## Quoted passage:
>>>>

Spider-Man features in three original Marvel novels published in the 1970s by Pocket Books -- Mayhem in Manhattan by Len Wein and Marv Wolfman, and Crime Campaign and Murder Moon, both by Paul Kupperberg. In the 1990s, Byron Preiss published a series of novels based on Marvel Comics, edited by Keith R. A. DeCandido, and written by various authors including Adam-Troy Castro, Tom DeFalco, and Diane Duane; Preiss also published two Spider-Man short-story anthologies. Byron Preiss' license eventually lapsed, and the new licensee, Pocket Star (an imprint of Pocket Books), released Down These Mean Streets, by DeCandido, in 2005. In 2006, they released The Darkest Hours by Jim Butcher, and in 2007, Drowned in Thunder by Christopher L. Bennett. Some of the Preiss novels were team-ups with other Marvel characters (including the X-Men, Iron Man, and the Hulk), while others were solo adventures. The Byron Preiss novels shared a common continuity and occasionally referenced events in earlier novels, while later novels included a time-line.

A number of Spider-Man children's books have also been published, from early readers and picture books to novels. Guide books include DK Publishing's Spider-Man: The Ultimate Guide, by Tom DeFalco and Spider-Man: Inside the World of Your Friendly Neighborhood Hero by Matthew K. Manning.

Motion comics
Spider-Man appears in the Spider-Woman motion comics. In this series, he is voiced by Geoff Boothby.

Comic strips
 The daily newspaper comic strip The Amazing Spider-Man debuted on January 3, 1977.
 Mr. and Mrs. Spider-Man was published in 2008.
 Spider-Man met the Peanuts characters in two strips published in The Romita Legacy. In one, Spider-Man webs up Lucy so Charlie Brown can kick the football while in the other he webs up Snoopy and spins him around as a prank.

Radios
In 1995, BBC Radio commissioned a Spider-Man radio play which aired on BBC Radio 1 over 50 episodes on week days between January 15, 1996, and March 24, 1996. The performance was co-produced by Brian May, who also contributed to the musical arrangement and wrote and performed the theme tune.

The scope of the story included a number of familiar characters from the Spider-Man comic books as well as key figures from the Marvel Universe such as the Fantastic Four, Namor the Submariner, and Doctor Doom. The role of Spider-Man was performed by William Dufris. The cast list included EastEnders star Anita Dobson.

<<<<

[Excerpts of labeled region data]
>>>>

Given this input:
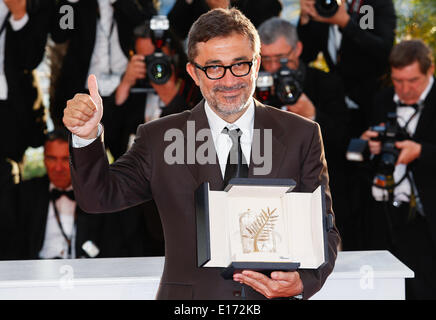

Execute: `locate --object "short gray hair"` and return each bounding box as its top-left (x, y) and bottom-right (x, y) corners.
top-left (257, 17), bottom-right (298, 48)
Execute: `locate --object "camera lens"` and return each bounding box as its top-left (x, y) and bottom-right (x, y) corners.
top-left (276, 76), bottom-right (303, 105)
top-left (315, 0), bottom-right (340, 18)
top-left (150, 63), bottom-right (166, 80)
top-left (146, 53), bottom-right (172, 84)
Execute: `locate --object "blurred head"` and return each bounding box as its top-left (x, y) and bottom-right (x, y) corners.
top-left (134, 21), bottom-right (171, 56)
top-left (259, 17), bottom-right (303, 73)
top-left (187, 8), bottom-right (260, 122)
top-left (389, 40), bottom-right (434, 104)
top-left (44, 129), bottom-right (71, 189)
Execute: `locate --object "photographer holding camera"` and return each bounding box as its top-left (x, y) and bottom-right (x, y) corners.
top-left (298, 0), bottom-right (396, 136)
top-left (50, 0), bottom-right (156, 158)
top-left (256, 17), bottom-right (348, 250)
top-left (361, 40), bottom-right (436, 299)
top-left (115, 16), bottom-right (202, 155)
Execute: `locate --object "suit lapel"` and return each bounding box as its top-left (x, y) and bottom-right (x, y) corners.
top-left (182, 100), bottom-right (224, 190)
top-left (182, 100), bottom-right (286, 190)
top-left (248, 100), bottom-right (286, 178)
top-left (413, 81), bottom-right (436, 140)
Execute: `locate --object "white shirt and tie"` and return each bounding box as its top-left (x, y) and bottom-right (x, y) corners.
top-left (72, 98), bottom-right (255, 178)
top-left (68, 0), bottom-right (129, 97)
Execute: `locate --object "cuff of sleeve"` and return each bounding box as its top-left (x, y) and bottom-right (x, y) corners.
top-left (72, 123), bottom-right (103, 148)
top-left (9, 13), bottom-right (29, 31)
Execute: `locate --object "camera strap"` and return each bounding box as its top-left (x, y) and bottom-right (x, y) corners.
top-left (0, 12), bottom-right (11, 36)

<<<<

## Tasks for this exercise:
1 - Based on the Spider-Man passage, decide whether each statement agrees with it, answering yes or no and quoting the words that settle it. (a) Drowned in Thunder by Christopher L. Bennett came out in 2007. (b) The Spider-Man radio play aired on BBC Radio 4. (c) The daily newspaper strip The Amazing Spider-Man first appeared in 1977.
2 - From the Spider-Man passage, copy word for word the section starting with "The scope of" and going on through "star Anita Dobson.".
3 - In the Spider-Man passage, who performed the role of Spider-Man in the BBC radio play?

## Completed exercise:
1 -
(a) Yes: "in 2007, Drowned in Thunder by Christopher L. Bennett."
(b) No: "aired on BBC Radio 1 over 50 episodes"
(c) Yes: "The daily newspaper comic strip The Amazing Spider-Man debuted on January 3, 1977."

2 -
The scope of the story included a number of familiar characters from the Spider-Man comic books as well as key figures from the Marvel Universe such as the Fantastic Four, Namor the Submariner, and Doctor Doom. The role of Spider-Man was performed by William Dufris. The cast list included EastEnders star Anita Dobson.

3 - William Dufris.